MATERIAL FOR THIS TASK
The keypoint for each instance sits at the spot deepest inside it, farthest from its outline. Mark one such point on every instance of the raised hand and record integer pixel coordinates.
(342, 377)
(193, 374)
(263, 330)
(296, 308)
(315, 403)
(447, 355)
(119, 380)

EXERCISE DETAILS
Turn the lines above into a numbered list, leaving out any blank lines.

SOLUTION
1. The keypoint for each instance sits at the spot deepest inside it, farthest from its outline. Mark one such point on every instance of the raised hand and record integer pixel coordinates.
2. (342, 377)
3. (193, 374)
4. (263, 330)
5. (296, 308)
6. (315, 403)
7. (447, 355)
8. (119, 380)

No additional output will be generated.